TEXT ::
>>
# Have a 150 gallon, need stocking help/suggestions



## lmhollist (Aug 7, 2009)

Greetings everyone!

My boyfriend and I got a 150 gallon (72 x 18 ) several weeks ago and we've been sitting on it for awhile trying to decide how we wanted to stock it. We've been going back and forth between an all-male Lake Malawi or Central American or even just a large species tank.

Anyway, today I got inspired to potentially try a Lake Victoria Basin tank. We saw a few examples of Zebra Obliquidens (Astatotilapia latifasciata) and subsequently bought a single individual because we liked him so much (plus a guy at the LFS said they tend to do well in Lake Malawi hap setups). Anyway, I've since read they do best in groups of six and thought they would be an interesting species to have in our 150. However, I have a few questions (setting up this 150 and stocking it is probably several months into the future anyway).

Are breeding groups possible in this size of a tank? How many individual groups? If so, what species can we mix without having to be too concerned about inter-species breeding?

I'm really interested in trying to put together a group of 6 or so of the Zebra Obliquidens (2 male 4 female?). We also like the idea getting a group of Paralabidochromis sp. "fire" because we can get them from a local breeder. What other species would work well with this mix?

Thanks in advance for your suggestions and experiences!

*Edit:* Also looking at Pundamilia Nyererei as another species to consider for the tank


----------



## samaki (Oct 25, 2002)

Hi Yu can house H.latifasciatus"zebra obliquidens" with P.nyererei and red fire together, normally they are sufficiently different to not cross breed, it's better to put 1 or 2 males with 4 to 5 females if yu can.
<<
RECORD SET ::
>>
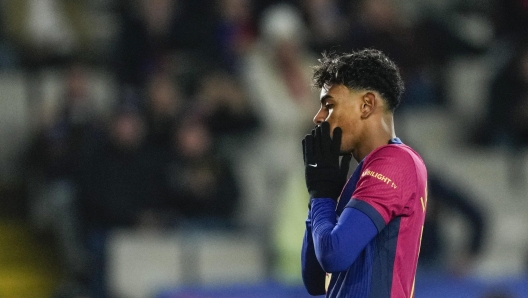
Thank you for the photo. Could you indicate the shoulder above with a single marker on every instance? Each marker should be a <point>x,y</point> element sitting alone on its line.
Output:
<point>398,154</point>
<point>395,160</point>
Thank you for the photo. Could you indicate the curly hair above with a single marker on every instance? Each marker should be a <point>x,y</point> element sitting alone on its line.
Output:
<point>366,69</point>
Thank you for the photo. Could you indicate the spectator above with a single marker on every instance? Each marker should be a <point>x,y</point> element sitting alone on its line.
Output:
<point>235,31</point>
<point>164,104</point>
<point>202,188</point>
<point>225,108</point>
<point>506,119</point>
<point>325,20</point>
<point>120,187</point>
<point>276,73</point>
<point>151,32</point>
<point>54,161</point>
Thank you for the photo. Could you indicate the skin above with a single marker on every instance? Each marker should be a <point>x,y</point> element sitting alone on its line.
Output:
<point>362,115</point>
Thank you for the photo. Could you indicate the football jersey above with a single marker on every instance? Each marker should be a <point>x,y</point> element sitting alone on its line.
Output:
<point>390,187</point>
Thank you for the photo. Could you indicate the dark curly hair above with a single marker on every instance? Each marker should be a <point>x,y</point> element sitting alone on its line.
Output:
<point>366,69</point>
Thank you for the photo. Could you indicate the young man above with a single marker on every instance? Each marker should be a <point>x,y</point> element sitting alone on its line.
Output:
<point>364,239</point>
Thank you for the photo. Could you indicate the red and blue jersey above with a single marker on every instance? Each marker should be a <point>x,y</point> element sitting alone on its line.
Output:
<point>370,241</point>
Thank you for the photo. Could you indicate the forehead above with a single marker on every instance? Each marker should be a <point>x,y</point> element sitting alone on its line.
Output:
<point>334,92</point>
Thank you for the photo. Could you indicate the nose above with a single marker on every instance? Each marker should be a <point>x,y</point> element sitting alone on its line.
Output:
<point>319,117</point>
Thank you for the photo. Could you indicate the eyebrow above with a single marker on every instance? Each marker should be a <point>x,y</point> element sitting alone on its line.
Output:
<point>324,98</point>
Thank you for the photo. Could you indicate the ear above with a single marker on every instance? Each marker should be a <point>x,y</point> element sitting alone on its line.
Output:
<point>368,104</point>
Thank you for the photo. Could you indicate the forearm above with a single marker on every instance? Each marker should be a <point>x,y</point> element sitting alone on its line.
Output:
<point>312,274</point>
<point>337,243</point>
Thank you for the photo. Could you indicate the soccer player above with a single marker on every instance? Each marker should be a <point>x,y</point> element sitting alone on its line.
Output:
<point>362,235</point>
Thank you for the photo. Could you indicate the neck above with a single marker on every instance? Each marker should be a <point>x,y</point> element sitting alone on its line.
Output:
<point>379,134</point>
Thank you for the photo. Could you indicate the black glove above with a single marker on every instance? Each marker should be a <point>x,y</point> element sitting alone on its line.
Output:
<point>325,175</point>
<<
>>
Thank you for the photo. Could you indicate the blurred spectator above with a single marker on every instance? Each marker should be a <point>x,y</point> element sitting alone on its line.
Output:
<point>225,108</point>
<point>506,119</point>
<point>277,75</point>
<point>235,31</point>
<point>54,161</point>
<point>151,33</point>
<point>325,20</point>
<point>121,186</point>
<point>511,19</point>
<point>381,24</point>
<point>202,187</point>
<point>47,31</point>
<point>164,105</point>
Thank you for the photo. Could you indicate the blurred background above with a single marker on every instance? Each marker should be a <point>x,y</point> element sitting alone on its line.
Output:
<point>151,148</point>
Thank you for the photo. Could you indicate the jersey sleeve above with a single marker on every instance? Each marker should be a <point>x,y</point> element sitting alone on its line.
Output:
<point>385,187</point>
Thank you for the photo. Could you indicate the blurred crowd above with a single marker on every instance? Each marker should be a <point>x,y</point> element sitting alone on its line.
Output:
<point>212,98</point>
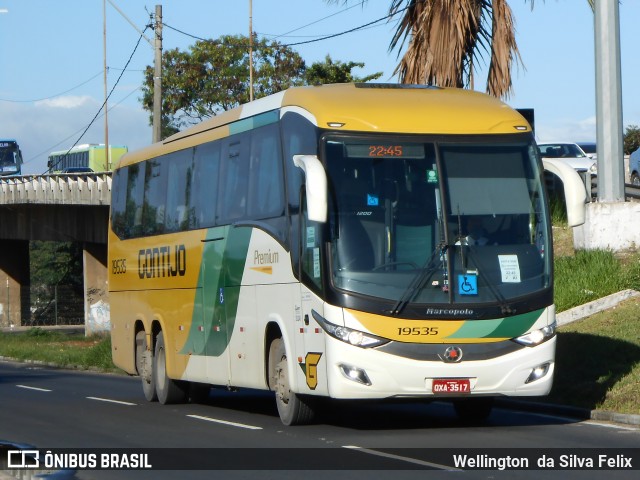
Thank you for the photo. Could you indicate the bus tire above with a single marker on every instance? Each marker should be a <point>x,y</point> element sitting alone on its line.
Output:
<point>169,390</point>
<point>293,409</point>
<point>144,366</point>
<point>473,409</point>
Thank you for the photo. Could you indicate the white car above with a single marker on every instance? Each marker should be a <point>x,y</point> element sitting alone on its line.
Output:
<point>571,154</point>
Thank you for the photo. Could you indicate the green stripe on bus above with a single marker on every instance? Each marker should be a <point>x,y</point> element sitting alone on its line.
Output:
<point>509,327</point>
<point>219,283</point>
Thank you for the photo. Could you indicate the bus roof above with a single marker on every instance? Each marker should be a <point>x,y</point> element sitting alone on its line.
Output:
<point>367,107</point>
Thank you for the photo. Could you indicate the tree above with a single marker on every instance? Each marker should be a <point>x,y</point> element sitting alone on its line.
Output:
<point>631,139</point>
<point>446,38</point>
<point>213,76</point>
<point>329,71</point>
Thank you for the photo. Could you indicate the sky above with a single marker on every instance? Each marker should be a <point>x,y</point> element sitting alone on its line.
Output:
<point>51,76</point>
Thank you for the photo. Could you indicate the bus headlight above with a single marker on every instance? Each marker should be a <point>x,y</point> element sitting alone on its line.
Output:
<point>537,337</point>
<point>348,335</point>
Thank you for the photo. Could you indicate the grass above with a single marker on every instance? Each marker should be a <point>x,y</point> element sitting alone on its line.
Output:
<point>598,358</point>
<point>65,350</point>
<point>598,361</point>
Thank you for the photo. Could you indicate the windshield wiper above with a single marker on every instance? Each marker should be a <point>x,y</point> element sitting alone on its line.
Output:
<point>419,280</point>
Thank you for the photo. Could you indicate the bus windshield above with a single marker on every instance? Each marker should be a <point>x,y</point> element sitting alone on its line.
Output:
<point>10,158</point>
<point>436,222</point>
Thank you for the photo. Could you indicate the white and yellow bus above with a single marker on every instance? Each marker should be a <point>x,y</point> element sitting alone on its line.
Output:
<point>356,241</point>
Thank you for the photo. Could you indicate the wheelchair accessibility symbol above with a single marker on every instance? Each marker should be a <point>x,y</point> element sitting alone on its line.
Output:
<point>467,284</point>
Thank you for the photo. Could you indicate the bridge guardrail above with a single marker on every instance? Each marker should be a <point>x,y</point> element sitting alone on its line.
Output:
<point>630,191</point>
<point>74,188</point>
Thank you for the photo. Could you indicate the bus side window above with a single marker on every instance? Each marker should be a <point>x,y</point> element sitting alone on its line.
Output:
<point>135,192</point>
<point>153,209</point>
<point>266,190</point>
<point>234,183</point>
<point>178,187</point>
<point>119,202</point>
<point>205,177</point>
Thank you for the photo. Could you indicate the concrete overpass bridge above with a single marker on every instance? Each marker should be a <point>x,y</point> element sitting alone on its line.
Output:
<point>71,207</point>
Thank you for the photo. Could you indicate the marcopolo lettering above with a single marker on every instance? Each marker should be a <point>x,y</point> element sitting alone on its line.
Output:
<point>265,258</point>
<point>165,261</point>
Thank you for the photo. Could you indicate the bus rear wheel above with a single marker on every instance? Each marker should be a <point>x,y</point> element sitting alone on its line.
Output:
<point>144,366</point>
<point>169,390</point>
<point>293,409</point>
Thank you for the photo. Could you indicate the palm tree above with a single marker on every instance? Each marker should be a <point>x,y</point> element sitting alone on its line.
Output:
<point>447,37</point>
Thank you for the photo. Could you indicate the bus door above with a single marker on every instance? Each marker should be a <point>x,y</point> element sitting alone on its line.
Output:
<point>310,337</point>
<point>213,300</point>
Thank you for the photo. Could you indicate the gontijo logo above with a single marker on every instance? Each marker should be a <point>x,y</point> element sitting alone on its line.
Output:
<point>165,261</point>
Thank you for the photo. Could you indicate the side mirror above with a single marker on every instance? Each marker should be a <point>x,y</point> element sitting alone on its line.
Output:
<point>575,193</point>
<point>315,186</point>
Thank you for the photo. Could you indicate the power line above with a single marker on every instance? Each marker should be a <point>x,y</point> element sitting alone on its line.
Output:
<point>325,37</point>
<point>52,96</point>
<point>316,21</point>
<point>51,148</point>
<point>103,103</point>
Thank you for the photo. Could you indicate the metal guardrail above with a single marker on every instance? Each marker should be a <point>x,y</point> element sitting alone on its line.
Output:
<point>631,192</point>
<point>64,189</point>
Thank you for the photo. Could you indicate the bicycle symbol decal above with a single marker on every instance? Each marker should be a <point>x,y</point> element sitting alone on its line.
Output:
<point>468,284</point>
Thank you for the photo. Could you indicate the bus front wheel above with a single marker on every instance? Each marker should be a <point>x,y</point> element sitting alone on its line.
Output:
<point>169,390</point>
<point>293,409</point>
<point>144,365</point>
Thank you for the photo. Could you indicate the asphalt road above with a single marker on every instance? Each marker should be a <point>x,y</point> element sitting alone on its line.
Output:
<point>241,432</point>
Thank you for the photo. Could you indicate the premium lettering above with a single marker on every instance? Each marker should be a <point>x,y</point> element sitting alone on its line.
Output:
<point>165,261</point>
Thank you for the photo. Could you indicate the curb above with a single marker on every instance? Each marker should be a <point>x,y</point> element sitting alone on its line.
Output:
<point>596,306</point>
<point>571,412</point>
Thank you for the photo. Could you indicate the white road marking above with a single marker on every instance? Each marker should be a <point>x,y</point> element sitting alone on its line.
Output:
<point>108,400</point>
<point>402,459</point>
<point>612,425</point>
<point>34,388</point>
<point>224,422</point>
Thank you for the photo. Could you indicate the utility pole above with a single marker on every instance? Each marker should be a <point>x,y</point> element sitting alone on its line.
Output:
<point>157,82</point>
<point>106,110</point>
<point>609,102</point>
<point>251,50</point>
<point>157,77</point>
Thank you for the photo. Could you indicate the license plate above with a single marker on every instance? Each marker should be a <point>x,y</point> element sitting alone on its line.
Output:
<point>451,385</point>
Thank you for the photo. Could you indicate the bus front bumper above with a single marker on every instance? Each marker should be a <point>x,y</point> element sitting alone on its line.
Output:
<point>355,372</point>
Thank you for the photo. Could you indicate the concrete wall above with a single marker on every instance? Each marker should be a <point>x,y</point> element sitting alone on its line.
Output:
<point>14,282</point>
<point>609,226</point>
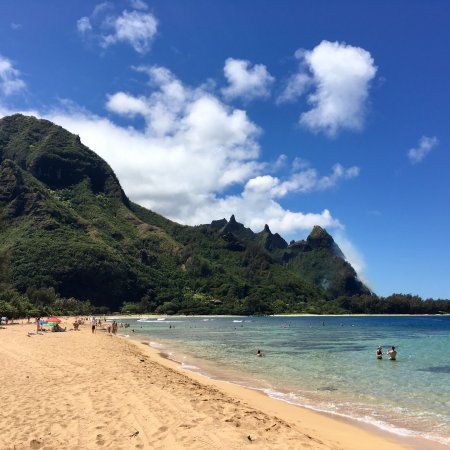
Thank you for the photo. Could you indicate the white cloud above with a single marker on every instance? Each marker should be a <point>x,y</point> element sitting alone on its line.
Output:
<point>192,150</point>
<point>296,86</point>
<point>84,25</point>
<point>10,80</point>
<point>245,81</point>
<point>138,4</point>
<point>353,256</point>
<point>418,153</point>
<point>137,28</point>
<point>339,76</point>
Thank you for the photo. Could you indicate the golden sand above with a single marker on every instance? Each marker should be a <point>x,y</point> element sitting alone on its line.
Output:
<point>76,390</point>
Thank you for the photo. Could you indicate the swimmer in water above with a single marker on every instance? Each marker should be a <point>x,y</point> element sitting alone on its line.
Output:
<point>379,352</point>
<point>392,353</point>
<<
PROMPT 1 ::
Answer these questions about the aquarium stocking thread:
(a) What are the dimensions of the 150 gallon tank?
(b) Which species can the couple get from a local breeder?
(c) How many males and females does the reply suggest putting together?
PROMPT 2 :: In the aquarium stocking thread, recast the paragraph beginning "My boyfriend and I got a 150 gallon" as a short bulleted list that keeps its main facts.
PROMPT 3 :: Supply the next part of the aquarium stocking thread, picking up after its final reply.
The items are separate material from the forum thread above them.

RESULT 1 ::
(a) 72 x 18
(b) Paralabidochromis sp. "fire"
(c) 1 or 2 males with 4 to 5 females

RESULT 2 ::
- My boyfriend and I got a 150 gallon (72 x 18) tank several weeks ago.
- We haven't stocked it yet while we decide what to keep.
- The options we've gone back and forth on are an all-male Lake Malawi tank, a Central American tank, or a large species tank.

RESULT 3 ::
xris


----------



## lmhollist (Aug 7, 2009)

Thanks!

Would the three groups of let's say 7 members each (2 males, 5 females), creating a total of 21 fish, be the max for this tank? Could I do a 4th species and keep the groups small, for example, 6 members of each species? Or if not, what's the ideal number of fish I could do with this tank with just the species mix of nyereiri, red fire, and the zebra obliquidens? They all seem to stay within the 4 to 5 inch range according to the profiles section.

We've purchased the Fluval FX5 to use as filtration for this tank. We are also considering some sort of sump or refugium to add on as well. Sump/refugium size would probably be either a 20 ( 24 x 12 ) or a 29 gallon ( 30x12 ).


----------



## samaki (Oct 25, 2002)

Hi yu can add a 4th species, choose between differents morphology such as matumbi hunter, orthostoma or perrieri. The nyerrerei needs many rock holes to feel secure and to protect females and young from dominant male so yu'll have to build a rock pile in a corner of yur tank.Yu can put some plants in there also, they help to brake down the visual perpectives and to separate the territories.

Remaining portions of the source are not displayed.